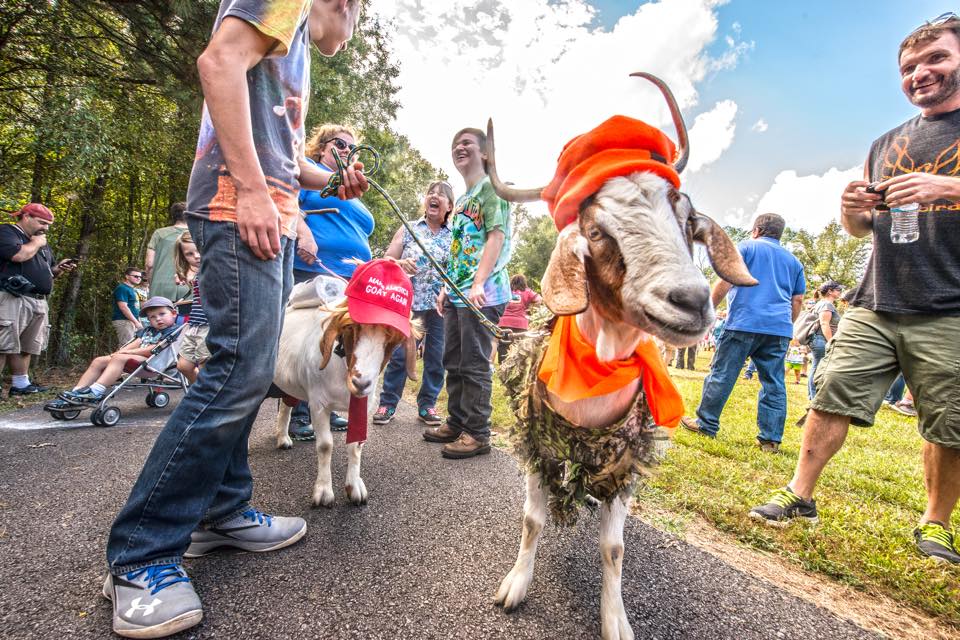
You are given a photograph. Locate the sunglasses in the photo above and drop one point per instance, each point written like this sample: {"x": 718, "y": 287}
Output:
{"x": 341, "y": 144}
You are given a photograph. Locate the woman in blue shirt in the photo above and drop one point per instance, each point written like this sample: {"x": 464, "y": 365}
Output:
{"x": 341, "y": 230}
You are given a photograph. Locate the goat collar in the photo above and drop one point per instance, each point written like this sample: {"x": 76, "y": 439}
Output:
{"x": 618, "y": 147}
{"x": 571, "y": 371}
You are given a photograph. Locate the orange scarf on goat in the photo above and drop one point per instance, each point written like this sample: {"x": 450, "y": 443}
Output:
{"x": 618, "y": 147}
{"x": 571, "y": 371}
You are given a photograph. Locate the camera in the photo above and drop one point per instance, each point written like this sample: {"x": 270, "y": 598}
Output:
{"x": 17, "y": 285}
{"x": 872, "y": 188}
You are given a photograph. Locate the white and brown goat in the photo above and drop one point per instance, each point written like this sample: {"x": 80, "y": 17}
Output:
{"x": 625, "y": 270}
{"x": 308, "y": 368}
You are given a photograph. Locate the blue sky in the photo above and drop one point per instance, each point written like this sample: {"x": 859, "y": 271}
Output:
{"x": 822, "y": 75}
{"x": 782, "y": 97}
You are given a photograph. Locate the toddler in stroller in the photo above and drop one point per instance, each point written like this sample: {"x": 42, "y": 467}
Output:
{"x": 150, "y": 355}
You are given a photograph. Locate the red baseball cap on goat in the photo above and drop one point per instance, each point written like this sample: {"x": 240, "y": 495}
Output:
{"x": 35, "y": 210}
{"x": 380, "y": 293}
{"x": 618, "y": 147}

____________

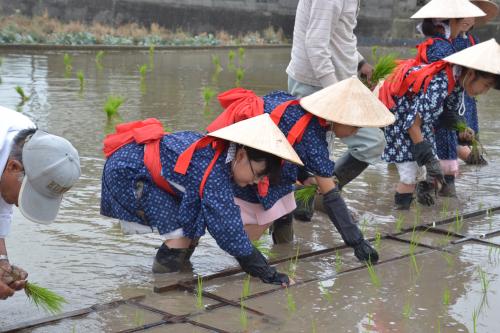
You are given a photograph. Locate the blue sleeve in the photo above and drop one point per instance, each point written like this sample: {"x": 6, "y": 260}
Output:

____________

EXERCISE
Gather every line in the entries above that contains the word "blue".

EXERCISE RESPONSE
You are given a photograph. Locate the woman in blue shirt in the photo above and drop one point per instance, each point written like this sample: {"x": 464, "y": 365}
You are given a photograph. Locate the blue sky in the photo above and drop one point per instance, each point written like this sample: {"x": 859, "y": 271}
You are given a photograph. Locate the blue sleeve in the photo above and drop one point per instance, each point written like this sample: {"x": 6, "y": 260}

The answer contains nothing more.